A run of records:
begin

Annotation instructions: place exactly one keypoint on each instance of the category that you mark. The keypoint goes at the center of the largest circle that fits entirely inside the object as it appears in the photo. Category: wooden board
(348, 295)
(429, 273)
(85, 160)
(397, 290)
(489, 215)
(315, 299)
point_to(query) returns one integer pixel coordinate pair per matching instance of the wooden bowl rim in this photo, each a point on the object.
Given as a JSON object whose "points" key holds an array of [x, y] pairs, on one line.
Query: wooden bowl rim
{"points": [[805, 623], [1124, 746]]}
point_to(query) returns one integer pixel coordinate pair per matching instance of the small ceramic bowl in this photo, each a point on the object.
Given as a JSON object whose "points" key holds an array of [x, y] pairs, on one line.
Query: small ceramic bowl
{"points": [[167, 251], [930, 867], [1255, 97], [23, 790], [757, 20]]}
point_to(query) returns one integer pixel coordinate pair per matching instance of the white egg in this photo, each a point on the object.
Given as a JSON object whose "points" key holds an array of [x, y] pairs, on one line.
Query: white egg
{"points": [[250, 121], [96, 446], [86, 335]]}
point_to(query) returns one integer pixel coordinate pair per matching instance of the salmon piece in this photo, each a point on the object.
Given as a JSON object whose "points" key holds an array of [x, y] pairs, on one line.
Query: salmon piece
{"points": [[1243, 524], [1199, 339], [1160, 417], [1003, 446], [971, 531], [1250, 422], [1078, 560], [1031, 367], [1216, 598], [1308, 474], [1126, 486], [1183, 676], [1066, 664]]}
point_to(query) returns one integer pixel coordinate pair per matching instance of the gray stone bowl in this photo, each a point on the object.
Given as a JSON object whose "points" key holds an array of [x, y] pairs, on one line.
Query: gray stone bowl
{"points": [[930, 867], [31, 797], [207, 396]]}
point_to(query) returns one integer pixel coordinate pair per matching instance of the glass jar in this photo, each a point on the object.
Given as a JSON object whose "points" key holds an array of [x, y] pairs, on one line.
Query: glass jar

end

(JOB) Please rewrite all of the data above as a numbered list, leaving out any blank lines.

(RESPONSE TO THE TASK)
1. Annotation instructions: place exactly one keypoint on each instance of the category that you mark. The keypoint goes at the center of the largest circle that fits entirely inside the object as it appears in the photo. Category: wooden board
2. (348, 295)
3. (429, 273)
4. (85, 160)
5. (397, 290)
6. (489, 215)
7. (315, 299)
8. point_to(query) returns one integer pixel coordinate pair per matching instance of the wooden bowl rim in this photo, each a point on the object.
9. Given as a JSON object whose "points" key holds an array of [x, y] pairs, on one line.
10. Query: wooden bowl rim
11. {"points": [[805, 623], [1124, 746]]}
12. point_to(query) returns one integer pixel coordinate pair per matching instance of the small ceramic bowl in this photo, each a point on the object.
13. Given as a JSON object whose "points" key holds an array of [x, y] pairs, on one line.
14. Query: small ceramic bowl
15. {"points": [[167, 251], [930, 867], [1255, 97], [23, 790], [757, 20]]}
16. point_to(query) returns one integer pixel coordinate pair per matching instance of the white egg in this photo, each a point on the object.
17. Given as a JSON object whose "points" key holds an array of [x, y] pairs, on one line.
18. Query: white egg
19. {"points": [[250, 121], [96, 446], [86, 335]]}
20. point_to(query) returns one integer pixel coordinate pair per matching instance of the salmon piece in this photo, each a point on the object.
21. Given as a JSON object whose "points" key holds an array of [x, y] pairs, on one line.
22. Query: salmon piece
23. {"points": [[1243, 524], [1199, 339], [1160, 417], [1003, 446], [971, 531], [1250, 422], [1078, 560], [1031, 367], [1216, 598], [1308, 474], [1126, 486], [1183, 676], [1066, 664]]}
24. point_to(query) returns one integer pixel coordinate pair per matching instance of the gray stone bowl in this photo, each a point on the object.
25. Given as a JSON object whose "points" key holds an array of [x, y] pairs, on one line.
26. Query: gray stone bowl
27. {"points": [[930, 867], [31, 797], [207, 396]]}
28. point_to(query) returns one integer pixel coordinate pair per matching instance of the glass jar in this photo, each a point on the object.
29. Given as a JSON object whose "points" key holds an array of [x, y] pairs, on one line.
30. Query: glass jar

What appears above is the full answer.